[START]

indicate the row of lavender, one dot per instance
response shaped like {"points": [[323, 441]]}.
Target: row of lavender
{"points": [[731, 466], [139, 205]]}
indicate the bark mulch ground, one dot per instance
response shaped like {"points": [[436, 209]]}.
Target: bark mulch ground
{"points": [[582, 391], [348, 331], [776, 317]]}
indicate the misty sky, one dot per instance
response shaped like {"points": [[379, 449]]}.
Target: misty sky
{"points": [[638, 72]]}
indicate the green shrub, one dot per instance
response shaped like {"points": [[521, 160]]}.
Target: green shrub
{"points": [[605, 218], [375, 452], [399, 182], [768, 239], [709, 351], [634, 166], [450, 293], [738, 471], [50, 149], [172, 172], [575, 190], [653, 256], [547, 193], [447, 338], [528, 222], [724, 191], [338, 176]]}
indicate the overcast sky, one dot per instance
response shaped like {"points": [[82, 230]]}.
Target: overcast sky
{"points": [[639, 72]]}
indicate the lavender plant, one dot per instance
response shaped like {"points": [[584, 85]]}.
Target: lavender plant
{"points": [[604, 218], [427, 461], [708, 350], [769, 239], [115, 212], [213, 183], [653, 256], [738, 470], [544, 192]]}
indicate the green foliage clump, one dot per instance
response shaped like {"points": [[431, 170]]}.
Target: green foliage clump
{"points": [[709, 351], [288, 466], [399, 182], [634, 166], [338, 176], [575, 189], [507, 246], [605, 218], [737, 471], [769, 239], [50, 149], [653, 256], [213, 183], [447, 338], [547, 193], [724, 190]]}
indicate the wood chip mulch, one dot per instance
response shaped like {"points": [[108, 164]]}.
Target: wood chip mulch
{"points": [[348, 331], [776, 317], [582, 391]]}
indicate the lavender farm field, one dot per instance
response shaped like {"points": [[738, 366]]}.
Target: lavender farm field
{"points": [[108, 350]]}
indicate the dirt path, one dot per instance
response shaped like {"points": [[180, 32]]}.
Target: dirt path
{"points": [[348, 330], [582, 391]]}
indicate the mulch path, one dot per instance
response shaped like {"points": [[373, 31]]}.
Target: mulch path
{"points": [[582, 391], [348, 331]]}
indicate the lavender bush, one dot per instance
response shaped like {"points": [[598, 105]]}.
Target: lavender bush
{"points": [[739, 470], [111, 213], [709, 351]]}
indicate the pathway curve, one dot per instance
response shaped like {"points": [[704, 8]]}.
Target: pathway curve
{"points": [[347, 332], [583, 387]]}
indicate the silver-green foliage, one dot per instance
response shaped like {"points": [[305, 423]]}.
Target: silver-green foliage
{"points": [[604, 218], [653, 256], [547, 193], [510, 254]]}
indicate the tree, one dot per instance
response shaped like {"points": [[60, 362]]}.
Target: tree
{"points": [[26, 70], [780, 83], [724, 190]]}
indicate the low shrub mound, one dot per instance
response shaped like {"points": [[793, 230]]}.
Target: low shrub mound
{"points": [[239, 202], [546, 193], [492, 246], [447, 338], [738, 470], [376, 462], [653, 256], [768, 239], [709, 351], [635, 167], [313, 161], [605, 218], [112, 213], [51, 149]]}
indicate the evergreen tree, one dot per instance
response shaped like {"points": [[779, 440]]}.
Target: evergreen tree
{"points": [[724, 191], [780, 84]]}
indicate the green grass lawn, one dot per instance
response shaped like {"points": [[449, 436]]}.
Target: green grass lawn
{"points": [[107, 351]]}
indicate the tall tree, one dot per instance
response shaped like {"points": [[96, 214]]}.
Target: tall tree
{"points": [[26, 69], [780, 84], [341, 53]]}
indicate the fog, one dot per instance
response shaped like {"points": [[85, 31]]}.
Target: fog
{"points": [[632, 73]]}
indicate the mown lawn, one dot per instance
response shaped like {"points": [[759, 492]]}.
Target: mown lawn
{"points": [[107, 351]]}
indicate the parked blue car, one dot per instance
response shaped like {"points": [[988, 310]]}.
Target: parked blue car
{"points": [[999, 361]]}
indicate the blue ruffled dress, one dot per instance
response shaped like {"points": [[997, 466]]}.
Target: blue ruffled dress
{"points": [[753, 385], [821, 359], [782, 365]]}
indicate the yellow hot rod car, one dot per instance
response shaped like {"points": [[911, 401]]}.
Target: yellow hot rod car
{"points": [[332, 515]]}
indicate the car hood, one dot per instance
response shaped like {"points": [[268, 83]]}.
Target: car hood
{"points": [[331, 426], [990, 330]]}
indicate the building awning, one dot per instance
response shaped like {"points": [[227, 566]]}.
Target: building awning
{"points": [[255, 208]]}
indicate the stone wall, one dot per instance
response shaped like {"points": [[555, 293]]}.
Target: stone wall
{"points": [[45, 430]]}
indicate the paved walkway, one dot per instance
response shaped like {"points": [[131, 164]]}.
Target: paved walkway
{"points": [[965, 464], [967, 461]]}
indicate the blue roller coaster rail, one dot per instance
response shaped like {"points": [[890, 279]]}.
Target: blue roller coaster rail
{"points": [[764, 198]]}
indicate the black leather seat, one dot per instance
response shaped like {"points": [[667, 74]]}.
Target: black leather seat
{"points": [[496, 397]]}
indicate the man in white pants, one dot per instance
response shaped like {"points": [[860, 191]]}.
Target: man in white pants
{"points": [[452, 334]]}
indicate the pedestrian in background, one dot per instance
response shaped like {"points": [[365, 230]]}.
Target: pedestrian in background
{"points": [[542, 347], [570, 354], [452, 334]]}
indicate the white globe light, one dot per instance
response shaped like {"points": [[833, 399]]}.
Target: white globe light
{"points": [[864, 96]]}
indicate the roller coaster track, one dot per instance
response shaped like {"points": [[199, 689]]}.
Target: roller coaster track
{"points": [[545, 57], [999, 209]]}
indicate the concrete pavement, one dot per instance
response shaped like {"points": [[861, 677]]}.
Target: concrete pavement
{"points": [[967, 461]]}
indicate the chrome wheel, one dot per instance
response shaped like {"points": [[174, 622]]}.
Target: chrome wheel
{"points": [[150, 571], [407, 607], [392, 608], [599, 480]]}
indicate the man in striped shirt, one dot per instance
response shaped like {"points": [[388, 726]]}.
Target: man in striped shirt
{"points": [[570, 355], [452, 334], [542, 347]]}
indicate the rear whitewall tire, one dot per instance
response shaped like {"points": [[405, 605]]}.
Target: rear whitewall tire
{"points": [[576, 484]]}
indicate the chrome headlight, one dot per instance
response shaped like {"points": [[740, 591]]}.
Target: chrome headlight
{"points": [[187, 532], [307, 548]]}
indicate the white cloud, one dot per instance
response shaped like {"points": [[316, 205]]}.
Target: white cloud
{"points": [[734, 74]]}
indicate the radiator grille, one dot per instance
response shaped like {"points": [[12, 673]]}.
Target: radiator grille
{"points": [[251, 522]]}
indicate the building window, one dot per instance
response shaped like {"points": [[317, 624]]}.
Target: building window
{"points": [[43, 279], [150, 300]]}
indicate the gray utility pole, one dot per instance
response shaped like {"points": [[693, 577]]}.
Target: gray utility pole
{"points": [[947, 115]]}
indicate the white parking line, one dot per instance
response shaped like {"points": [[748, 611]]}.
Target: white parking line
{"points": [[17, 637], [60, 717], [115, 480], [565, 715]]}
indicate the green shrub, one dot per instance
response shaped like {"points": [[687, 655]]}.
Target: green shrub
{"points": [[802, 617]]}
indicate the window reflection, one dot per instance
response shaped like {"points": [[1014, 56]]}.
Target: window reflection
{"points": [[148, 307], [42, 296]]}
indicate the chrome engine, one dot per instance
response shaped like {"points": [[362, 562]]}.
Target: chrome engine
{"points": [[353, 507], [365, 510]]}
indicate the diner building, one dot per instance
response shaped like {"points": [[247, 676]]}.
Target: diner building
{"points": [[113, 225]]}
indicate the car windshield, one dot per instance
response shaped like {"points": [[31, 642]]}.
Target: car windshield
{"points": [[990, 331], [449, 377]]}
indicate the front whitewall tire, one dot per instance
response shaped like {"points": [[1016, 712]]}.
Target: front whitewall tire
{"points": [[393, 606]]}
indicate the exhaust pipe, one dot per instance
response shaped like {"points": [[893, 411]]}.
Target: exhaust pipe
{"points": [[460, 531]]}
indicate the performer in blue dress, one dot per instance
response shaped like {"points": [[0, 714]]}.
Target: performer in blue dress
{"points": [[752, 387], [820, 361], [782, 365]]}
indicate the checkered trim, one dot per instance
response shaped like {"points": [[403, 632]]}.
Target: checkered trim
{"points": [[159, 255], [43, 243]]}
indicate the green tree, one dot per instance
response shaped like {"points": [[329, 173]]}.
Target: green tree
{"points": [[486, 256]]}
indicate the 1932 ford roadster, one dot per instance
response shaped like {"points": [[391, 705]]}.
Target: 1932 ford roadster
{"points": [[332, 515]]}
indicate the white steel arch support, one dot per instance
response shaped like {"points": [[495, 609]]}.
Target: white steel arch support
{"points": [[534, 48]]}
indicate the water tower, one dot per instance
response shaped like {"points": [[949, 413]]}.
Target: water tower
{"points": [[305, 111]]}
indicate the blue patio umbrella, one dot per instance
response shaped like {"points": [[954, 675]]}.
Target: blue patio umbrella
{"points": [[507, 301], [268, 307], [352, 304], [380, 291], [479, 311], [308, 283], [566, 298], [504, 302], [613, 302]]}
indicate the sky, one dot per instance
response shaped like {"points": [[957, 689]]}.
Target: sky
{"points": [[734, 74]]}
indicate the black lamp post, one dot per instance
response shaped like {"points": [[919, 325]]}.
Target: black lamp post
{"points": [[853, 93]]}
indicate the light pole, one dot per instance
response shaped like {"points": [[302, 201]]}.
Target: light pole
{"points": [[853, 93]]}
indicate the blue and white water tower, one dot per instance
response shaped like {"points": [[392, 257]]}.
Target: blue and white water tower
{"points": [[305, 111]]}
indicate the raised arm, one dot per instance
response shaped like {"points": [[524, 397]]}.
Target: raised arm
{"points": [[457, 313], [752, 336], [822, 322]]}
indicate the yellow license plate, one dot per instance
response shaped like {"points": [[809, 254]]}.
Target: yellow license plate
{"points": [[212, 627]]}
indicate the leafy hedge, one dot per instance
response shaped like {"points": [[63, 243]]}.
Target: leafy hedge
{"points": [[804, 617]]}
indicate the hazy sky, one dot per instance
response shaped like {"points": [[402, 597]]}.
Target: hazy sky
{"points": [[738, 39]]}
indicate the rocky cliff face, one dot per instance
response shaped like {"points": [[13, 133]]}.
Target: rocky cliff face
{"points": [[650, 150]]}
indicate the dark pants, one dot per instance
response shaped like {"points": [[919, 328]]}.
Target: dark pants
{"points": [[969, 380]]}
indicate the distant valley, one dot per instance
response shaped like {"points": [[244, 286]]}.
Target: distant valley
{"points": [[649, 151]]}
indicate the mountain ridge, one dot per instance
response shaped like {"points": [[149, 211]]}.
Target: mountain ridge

[END]

GIVEN REQUEST:
Starting from the line containing "indicate the raised arm, one dot per instance" and ending with the final line of the data, reproduce each line exactly as it appears, including no other lines.

RIGHT ANSWER:
indicate the raised arm, one dot per instance
response shaped like {"points": [[524, 397]]}.
Target: raised arm
{"points": [[457, 313], [752, 336], [822, 322]]}
indicate the yellow license plate, one dot per instance
response shaped like {"points": [[809, 254]]}.
Target: yellow license plate
{"points": [[212, 627]]}
indicate the leafy hedge, one dot per instance
response shaped like {"points": [[63, 243]]}.
Target: leafy hedge
{"points": [[804, 617]]}
indicate the hazy sky, one dot per instance
response shaped like {"points": [[402, 597]]}.
Target: hazy sky
{"points": [[738, 39]]}
indicate the rocky cliff face, one dot per instance
response shaped like {"points": [[13, 133]]}.
Target: rocky cliff face
{"points": [[650, 150]]}
indicate the dark pants, one dot per instance
response shaped like {"points": [[919, 328]]}.
Target: dark pants
{"points": [[969, 380]]}
indicate the distant valley, one dot per instance
response shaped like {"points": [[244, 286]]}.
Target: distant valley
{"points": [[649, 151]]}
indicate the mountain ridge, one dot per instance
response shaped like {"points": [[149, 211]]}.
Target: mountain ridge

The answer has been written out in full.